#### What you have to do:
Collect every line of the data below that contains the string "white", and copy each one in full. Case counts, so a line where the string appears only with different capitalization does not qualify.
— START Material provided —
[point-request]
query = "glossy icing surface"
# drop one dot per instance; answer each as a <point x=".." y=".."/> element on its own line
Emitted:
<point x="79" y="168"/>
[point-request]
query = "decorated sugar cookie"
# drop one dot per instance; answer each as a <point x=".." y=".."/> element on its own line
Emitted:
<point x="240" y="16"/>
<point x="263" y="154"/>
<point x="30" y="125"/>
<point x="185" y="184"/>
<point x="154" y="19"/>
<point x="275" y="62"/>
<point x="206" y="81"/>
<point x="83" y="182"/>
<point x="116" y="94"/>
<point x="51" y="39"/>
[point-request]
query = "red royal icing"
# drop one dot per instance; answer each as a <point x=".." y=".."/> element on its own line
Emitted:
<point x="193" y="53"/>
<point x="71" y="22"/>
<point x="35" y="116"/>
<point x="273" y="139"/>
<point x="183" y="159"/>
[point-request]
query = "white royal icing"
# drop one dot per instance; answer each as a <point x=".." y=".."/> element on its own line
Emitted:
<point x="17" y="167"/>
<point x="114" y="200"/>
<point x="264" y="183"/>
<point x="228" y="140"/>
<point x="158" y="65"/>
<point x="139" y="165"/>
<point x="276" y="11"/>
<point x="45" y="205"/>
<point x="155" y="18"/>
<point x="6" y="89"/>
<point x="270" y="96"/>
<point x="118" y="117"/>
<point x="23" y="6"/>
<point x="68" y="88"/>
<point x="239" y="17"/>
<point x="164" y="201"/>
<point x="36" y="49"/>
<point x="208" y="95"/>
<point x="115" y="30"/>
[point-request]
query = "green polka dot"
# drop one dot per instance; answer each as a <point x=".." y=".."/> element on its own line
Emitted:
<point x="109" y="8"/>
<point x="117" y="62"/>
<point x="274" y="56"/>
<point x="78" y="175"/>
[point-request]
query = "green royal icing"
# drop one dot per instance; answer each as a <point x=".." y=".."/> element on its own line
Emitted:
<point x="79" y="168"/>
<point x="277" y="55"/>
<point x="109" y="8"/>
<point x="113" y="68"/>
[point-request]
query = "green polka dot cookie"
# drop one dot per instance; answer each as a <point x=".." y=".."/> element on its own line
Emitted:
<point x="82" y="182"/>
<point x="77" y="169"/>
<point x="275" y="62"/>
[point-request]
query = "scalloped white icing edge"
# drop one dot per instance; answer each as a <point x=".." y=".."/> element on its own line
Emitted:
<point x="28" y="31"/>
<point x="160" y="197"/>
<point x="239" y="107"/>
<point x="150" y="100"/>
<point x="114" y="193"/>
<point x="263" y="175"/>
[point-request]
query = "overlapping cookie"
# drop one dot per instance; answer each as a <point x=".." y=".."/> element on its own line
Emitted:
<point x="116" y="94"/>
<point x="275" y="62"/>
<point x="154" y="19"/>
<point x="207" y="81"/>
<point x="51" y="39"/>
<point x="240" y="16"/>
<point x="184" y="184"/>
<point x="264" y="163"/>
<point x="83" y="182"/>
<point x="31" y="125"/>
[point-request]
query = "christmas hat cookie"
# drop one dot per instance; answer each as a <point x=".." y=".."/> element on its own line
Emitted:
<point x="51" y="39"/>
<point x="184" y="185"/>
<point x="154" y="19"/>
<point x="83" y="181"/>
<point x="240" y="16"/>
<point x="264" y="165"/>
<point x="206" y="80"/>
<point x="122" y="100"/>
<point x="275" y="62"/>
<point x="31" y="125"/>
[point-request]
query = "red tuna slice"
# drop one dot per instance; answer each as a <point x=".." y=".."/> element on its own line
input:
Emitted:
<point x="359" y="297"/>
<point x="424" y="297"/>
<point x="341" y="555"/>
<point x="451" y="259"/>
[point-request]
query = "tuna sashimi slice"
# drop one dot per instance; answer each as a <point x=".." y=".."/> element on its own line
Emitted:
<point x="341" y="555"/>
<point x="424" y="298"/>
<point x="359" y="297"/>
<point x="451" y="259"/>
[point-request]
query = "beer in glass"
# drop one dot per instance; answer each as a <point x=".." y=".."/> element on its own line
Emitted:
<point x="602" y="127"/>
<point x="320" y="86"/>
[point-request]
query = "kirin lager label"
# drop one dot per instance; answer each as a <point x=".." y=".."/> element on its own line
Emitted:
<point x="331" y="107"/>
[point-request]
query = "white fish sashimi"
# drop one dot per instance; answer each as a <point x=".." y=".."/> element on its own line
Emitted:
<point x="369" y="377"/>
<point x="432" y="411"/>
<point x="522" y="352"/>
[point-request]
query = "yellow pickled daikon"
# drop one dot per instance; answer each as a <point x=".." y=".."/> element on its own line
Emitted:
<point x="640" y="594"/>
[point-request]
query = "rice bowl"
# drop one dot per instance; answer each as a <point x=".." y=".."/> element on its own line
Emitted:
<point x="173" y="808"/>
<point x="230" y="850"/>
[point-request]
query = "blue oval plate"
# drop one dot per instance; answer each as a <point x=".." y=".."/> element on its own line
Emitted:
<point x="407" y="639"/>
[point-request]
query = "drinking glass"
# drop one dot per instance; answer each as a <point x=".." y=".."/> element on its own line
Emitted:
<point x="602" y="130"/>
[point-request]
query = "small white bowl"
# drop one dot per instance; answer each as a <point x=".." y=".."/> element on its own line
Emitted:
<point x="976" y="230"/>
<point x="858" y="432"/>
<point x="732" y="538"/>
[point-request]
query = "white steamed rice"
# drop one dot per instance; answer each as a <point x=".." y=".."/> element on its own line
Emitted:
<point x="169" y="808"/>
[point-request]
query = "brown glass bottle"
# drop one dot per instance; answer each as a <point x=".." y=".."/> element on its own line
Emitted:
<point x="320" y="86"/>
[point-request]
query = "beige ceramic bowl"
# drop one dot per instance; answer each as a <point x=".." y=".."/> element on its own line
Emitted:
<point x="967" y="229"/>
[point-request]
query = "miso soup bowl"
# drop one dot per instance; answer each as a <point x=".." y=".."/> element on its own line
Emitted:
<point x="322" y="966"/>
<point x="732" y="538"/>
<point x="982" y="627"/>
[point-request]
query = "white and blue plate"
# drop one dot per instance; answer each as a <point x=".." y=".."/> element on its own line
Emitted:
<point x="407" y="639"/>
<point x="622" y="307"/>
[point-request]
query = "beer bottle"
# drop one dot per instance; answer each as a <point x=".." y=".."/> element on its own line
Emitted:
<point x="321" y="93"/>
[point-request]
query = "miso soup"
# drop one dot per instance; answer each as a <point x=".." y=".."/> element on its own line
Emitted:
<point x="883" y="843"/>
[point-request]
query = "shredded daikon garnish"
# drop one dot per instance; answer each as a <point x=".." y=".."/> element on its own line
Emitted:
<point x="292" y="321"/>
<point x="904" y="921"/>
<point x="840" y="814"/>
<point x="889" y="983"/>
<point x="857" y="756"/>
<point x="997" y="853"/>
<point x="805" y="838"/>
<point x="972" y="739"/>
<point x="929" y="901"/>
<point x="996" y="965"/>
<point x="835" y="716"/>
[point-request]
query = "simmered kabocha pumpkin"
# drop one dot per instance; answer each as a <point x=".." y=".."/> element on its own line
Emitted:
— END Material provided —
#### Exercise output:
query = "white royal icing"
query = "scalloped white icing edge"
query = "white fish sashimi"
query = "small white bowl"
query = "white steamed rice"
query = "white and blue plate"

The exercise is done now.